> **Exercise**
Transcribe only part of the material below: the lines from the one containing "Can you find the cathedral entrance" through the one containing "Can you find the sky? Where in the photo below?", inclusive, exactly as written.

> **Task material**

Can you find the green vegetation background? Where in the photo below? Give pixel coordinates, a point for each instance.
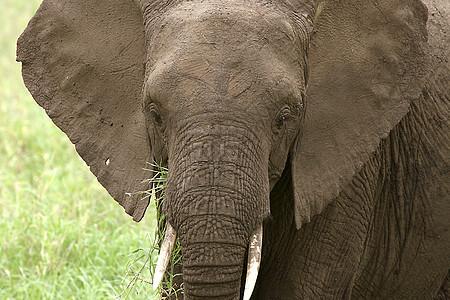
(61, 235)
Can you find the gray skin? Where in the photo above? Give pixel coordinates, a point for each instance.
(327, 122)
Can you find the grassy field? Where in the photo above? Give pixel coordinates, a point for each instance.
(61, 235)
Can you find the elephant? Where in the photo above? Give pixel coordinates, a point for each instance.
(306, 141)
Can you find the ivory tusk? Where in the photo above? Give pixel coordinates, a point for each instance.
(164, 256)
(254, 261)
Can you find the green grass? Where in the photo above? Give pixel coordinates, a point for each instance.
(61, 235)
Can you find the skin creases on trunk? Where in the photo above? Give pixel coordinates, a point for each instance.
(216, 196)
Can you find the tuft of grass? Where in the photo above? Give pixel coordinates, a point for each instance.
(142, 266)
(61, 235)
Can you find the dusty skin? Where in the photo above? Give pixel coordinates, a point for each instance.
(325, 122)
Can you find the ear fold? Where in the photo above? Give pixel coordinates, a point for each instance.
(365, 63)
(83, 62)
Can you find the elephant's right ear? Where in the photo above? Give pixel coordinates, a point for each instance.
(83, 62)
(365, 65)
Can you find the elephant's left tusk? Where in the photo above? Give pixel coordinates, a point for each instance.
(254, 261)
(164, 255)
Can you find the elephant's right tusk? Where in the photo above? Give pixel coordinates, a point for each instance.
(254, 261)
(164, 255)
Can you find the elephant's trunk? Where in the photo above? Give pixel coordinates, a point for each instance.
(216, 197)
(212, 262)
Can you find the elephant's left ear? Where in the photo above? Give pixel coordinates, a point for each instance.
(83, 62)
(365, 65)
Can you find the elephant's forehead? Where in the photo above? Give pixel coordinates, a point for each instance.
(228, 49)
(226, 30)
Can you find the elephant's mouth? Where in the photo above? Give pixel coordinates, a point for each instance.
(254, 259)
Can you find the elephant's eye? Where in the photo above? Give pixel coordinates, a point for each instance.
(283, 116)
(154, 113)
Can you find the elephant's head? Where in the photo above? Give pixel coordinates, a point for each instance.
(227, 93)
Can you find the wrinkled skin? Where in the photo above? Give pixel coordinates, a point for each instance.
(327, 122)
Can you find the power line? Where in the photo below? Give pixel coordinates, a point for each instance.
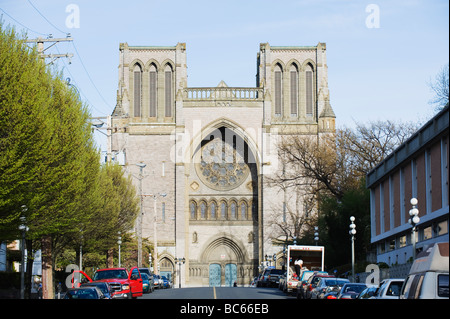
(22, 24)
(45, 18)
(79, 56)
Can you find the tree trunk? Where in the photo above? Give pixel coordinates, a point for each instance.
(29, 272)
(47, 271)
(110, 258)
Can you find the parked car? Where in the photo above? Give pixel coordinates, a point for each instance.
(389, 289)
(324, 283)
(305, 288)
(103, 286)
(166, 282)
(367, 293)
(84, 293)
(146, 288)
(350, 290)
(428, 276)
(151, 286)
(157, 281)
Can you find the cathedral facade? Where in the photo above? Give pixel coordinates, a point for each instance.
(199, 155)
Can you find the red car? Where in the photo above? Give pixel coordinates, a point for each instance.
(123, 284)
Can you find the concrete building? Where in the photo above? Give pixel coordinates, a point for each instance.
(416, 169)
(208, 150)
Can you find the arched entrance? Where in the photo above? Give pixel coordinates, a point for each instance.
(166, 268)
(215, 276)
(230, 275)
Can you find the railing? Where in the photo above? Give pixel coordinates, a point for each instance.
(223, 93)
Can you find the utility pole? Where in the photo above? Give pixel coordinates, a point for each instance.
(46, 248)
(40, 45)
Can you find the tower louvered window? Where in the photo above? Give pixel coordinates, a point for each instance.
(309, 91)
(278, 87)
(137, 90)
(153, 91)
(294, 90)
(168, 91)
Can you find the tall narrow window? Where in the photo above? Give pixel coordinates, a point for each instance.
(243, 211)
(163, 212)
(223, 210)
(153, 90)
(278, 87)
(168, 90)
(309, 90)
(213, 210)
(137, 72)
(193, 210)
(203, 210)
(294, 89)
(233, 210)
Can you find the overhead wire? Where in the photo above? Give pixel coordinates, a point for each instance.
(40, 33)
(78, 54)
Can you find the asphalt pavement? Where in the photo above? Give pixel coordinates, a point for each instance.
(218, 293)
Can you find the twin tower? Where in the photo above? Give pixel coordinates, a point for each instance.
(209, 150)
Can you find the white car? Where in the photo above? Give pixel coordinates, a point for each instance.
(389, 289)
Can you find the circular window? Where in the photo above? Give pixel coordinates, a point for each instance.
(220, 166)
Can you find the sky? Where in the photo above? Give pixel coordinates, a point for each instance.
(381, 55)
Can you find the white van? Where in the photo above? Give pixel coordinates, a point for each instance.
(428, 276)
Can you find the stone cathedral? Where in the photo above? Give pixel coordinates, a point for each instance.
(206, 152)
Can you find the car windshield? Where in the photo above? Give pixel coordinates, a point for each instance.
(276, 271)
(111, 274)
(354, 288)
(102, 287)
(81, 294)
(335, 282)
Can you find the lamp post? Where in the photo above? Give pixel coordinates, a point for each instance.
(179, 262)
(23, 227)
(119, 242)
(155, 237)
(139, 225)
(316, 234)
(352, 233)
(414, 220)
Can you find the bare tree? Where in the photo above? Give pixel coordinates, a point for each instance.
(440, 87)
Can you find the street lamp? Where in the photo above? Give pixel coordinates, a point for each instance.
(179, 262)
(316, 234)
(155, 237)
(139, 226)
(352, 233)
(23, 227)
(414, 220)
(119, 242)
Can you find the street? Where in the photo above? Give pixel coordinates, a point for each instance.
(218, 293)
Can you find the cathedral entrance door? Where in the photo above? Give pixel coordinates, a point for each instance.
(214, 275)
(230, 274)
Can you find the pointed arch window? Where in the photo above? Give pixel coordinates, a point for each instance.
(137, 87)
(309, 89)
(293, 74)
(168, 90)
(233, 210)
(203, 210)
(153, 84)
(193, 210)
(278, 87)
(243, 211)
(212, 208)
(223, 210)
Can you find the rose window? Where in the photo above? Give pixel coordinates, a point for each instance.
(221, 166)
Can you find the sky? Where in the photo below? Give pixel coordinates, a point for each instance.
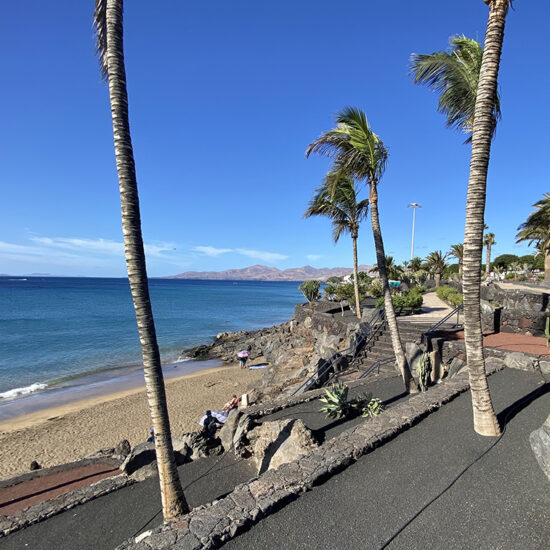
--
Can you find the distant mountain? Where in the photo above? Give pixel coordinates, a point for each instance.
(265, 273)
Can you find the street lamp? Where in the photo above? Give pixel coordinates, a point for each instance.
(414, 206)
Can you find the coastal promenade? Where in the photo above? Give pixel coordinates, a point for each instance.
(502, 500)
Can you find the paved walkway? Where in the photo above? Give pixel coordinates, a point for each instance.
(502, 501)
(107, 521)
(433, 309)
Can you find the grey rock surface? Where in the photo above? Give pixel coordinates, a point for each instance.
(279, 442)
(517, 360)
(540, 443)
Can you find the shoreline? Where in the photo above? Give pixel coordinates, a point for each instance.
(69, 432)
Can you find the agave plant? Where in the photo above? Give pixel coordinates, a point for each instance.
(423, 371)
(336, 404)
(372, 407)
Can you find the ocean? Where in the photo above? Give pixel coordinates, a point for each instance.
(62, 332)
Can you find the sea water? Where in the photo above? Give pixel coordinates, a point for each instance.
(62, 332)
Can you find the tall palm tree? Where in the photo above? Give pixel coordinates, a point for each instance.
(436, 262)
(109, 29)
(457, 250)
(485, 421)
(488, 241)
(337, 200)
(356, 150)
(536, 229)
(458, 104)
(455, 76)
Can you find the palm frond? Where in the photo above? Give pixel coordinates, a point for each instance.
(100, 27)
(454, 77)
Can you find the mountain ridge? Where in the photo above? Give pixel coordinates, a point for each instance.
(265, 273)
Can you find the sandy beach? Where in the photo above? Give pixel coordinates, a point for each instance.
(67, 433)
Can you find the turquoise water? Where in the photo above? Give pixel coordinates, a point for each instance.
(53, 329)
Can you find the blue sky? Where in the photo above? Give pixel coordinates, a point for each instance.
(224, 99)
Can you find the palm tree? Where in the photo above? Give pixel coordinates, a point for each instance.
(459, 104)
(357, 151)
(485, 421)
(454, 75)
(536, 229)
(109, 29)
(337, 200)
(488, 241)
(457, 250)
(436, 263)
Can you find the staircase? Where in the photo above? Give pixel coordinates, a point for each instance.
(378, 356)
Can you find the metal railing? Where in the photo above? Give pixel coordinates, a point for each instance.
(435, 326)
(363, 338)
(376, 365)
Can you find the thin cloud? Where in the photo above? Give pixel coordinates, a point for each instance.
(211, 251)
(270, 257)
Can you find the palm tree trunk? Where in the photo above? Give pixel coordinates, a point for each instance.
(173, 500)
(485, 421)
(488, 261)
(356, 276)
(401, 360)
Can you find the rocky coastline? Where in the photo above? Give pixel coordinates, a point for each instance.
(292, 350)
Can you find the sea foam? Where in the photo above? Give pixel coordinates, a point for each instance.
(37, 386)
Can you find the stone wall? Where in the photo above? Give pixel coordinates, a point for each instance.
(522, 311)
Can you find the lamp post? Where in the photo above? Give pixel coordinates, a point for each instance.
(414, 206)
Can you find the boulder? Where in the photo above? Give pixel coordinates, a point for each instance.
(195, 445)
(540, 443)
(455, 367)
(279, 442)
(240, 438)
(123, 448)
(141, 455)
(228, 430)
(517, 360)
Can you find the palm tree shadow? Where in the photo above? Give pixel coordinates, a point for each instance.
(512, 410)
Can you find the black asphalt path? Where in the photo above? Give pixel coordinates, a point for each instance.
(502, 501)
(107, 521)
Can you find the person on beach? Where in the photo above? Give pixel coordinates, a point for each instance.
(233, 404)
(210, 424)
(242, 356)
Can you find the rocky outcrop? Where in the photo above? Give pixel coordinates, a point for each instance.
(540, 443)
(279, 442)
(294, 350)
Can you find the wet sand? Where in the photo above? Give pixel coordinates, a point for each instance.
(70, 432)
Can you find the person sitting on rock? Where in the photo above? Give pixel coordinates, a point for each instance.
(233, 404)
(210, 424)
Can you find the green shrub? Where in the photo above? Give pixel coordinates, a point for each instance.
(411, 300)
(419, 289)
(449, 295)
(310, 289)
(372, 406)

> **Written response**
Can you find the cathedral entrance door? Where in the photo above? Give pixel coordinates, a point for each instance.
(214, 275)
(230, 274)
Can you find the pointed arch window? Where in the photo above? Give pixel coordinates, a point for each instance.
(137, 87)
(309, 89)
(293, 74)
(168, 90)
(233, 210)
(203, 210)
(153, 84)
(193, 210)
(278, 87)
(243, 211)
(212, 208)
(223, 210)
Can you find the rose window? Where in the photo above? Give pixel coordinates, a point for each instance.
(221, 166)
Can you find the sky? Where in the photo below? Give pixel coordinates, a point for each instance.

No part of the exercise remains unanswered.